PROMPT:
The response should contain every entry, reproduced exactly.

Extracted data entries:
★ ★ ★ ★ ★
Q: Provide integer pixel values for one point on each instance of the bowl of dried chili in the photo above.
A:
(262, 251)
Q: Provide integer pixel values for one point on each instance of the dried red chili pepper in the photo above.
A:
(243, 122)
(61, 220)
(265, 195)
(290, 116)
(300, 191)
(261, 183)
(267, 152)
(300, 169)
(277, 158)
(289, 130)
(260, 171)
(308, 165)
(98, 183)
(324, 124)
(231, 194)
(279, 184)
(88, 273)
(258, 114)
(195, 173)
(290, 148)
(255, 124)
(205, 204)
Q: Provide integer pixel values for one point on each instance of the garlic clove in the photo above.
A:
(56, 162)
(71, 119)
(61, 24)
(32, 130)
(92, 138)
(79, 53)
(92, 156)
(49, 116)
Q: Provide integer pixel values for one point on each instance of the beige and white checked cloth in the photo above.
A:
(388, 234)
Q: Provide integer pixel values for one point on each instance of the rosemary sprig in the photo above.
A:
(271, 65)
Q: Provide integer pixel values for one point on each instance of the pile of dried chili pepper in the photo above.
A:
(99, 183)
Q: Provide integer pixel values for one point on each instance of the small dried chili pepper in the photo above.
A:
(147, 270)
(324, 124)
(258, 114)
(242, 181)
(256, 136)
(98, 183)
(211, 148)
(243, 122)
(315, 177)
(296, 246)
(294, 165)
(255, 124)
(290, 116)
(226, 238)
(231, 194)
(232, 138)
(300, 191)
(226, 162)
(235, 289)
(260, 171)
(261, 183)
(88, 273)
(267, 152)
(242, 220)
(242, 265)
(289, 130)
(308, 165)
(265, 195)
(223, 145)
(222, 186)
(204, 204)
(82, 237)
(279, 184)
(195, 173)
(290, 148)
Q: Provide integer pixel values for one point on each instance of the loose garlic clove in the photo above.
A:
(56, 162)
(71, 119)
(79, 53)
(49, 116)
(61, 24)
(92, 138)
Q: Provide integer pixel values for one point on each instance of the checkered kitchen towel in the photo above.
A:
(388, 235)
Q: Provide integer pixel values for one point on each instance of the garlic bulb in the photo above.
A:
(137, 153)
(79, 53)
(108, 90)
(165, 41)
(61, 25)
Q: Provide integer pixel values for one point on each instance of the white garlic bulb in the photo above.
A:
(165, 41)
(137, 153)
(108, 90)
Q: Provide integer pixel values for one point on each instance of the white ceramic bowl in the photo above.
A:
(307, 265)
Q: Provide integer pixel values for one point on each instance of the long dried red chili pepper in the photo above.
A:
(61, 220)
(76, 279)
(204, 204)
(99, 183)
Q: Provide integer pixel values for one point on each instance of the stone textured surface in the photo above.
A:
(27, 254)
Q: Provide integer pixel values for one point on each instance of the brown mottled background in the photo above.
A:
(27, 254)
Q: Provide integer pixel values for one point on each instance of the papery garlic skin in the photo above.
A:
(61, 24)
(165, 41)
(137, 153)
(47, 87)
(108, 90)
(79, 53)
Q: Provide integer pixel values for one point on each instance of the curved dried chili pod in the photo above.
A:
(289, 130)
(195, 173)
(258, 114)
★ ★ ★ ★ ★
ANSWER:
Q: Provide integer pixel values for one point on each instance of the bowl of dried chili in the photo above.
A:
(262, 251)
Q: Provide integer pixel values for one point on each instance of the dried red chili pepper in the photo above.
A:
(243, 122)
(61, 220)
(265, 195)
(290, 116)
(300, 191)
(261, 183)
(267, 152)
(300, 169)
(277, 158)
(289, 130)
(260, 171)
(308, 165)
(98, 183)
(324, 124)
(231, 194)
(279, 184)
(88, 273)
(258, 114)
(195, 173)
(290, 148)
(255, 124)
(205, 204)
Q: Provide integer pixel values for one point on each instance of the garlic clove in the photo above.
A:
(56, 162)
(71, 119)
(61, 24)
(32, 130)
(92, 138)
(79, 53)
(92, 156)
(49, 116)
Q: Provide integer pixel values for one point on each instance of the beige and white checked cloth in the photo above.
A:
(388, 234)
Q: Provide integer pixel values for one point on each instance of the rosemary sprig in the photo above.
A:
(271, 65)
Q: Provide integer pixel values for one point on each instance of the pile of dried chili pepper in the photo above.
A:
(99, 183)
Q: Provide integer pixel values for one point on each instance of the small dried chili pepper in the photo above.
A:
(147, 270)
(324, 124)
(258, 114)
(242, 181)
(256, 136)
(98, 183)
(211, 148)
(243, 122)
(315, 177)
(296, 246)
(294, 165)
(255, 124)
(290, 116)
(226, 238)
(231, 194)
(232, 138)
(300, 191)
(226, 162)
(235, 289)
(260, 171)
(261, 183)
(88, 273)
(267, 152)
(242, 220)
(242, 265)
(289, 130)
(308, 165)
(265, 195)
(223, 145)
(222, 186)
(204, 204)
(82, 237)
(279, 184)
(195, 173)
(290, 148)
Q: Provide integer pixel values for one point on each instance of the loose garlic clove in the photo above.
A:
(56, 162)
(71, 119)
(79, 53)
(49, 116)
(61, 24)
(92, 138)
Q: Provide integer pixel values for one point on each instance of the checkered kitchen towel in the photo above.
A:
(388, 235)
Q: Provide integer pixel values for one point on each instance of the garlic bulb in the photo above.
A:
(137, 153)
(79, 53)
(108, 90)
(165, 41)
(61, 25)
Q: Provide integer pixel values for one point on each instance of the white garlic bulb in the photo above.
A:
(165, 41)
(137, 153)
(108, 90)
Q: Provide integer pixel values for one point on each instance of the white ceramic bowl in the photo above.
A:
(307, 265)
Q: Provide integer pixel values for one point on each instance of the long dried red chili pepper in the photo above.
A:
(61, 220)
(76, 279)
(204, 204)
(99, 183)
Q: Provide integer pixel values for one point on each instance of the stone textured surface in the photo above.
A:
(27, 254)
Q: Provide integer pixel values for one point on each instance of the brown mottled background in the photo above.
A:
(27, 254)
Q: Provide integer pixel values for one point on each instance of the papery garlic skin in the photo above.
A:
(61, 24)
(165, 41)
(137, 153)
(47, 87)
(108, 90)
(79, 53)
Q: Provide integer pixel values for one point on each instance of the curved dried chili pod in the photo above.
A:
(289, 130)
(195, 173)
(258, 114)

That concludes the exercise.